TASK BRIEF:
Starting at the line that contains "Query: orange leaf" and ending with the last line of the records, rewrite only those lines, requests included, and resize every coordinate in the answers by multiplying it by 0.3 and rounding to the nearest whole number, with halves rounded up.

(Labeled-object pointing records)
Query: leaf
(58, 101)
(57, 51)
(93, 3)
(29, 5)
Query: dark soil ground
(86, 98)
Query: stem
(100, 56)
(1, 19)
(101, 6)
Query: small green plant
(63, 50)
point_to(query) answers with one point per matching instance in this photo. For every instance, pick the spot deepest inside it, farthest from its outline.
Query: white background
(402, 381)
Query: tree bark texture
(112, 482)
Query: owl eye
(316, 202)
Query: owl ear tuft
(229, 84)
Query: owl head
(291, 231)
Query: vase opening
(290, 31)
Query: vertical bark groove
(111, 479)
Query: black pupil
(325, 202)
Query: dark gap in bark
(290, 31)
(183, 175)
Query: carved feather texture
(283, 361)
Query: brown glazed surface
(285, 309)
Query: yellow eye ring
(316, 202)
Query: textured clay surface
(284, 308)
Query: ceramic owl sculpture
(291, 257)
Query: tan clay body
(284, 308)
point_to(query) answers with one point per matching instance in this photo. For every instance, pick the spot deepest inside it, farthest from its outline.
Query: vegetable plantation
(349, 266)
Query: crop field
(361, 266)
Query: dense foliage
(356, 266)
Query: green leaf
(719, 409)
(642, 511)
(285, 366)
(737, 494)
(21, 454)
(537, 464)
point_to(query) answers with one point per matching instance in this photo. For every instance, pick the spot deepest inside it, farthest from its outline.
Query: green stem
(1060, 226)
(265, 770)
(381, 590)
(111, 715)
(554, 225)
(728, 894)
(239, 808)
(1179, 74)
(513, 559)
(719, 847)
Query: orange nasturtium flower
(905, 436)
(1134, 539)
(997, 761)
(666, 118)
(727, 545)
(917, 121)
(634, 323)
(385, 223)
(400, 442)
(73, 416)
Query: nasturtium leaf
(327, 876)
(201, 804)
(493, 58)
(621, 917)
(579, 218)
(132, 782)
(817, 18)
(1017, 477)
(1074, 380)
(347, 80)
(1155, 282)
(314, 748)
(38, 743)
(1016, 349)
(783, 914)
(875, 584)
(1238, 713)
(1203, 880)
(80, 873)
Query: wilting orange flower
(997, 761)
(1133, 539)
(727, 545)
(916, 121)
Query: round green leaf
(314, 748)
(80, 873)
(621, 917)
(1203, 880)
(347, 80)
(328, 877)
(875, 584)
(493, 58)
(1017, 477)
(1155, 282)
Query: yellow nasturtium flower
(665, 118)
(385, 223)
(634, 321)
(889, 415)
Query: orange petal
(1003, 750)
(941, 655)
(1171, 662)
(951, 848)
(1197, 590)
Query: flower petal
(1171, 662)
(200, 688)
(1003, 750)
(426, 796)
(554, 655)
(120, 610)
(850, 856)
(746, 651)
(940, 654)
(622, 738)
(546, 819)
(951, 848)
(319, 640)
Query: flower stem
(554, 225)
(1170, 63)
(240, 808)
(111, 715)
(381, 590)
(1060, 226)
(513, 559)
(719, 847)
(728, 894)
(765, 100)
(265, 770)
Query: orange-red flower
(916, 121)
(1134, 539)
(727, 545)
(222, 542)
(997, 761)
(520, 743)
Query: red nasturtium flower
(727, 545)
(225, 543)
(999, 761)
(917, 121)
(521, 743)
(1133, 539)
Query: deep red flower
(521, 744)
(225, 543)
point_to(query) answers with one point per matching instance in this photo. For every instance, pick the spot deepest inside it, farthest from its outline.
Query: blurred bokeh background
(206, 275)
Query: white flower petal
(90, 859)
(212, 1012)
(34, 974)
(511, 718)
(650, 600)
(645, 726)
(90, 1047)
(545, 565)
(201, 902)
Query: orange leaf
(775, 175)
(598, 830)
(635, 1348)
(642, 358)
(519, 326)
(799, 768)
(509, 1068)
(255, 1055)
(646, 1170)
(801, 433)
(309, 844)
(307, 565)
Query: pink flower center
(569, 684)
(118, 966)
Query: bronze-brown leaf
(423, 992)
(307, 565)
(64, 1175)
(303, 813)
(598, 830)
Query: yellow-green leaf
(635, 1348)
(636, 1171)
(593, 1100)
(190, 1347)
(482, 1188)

ANSWER IN FULL:
Query: orange leaf
(233, 53)
(179, 249)
(191, 404)
(193, 107)
(156, 98)
(240, 230)
(153, 320)
(77, 317)
(194, 351)
(240, 130)
(93, 253)
(92, 170)
Query: pink flower center
(171, 205)
(35, 290)
Query: bronze-brown leaf
(127, 298)
(92, 170)
(19, 353)
(91, 244)
(179, 249)
Query: yellow-green leaf
(191, 404)
(191, 351)
(178, 330)
(57, 404)
(145, 356)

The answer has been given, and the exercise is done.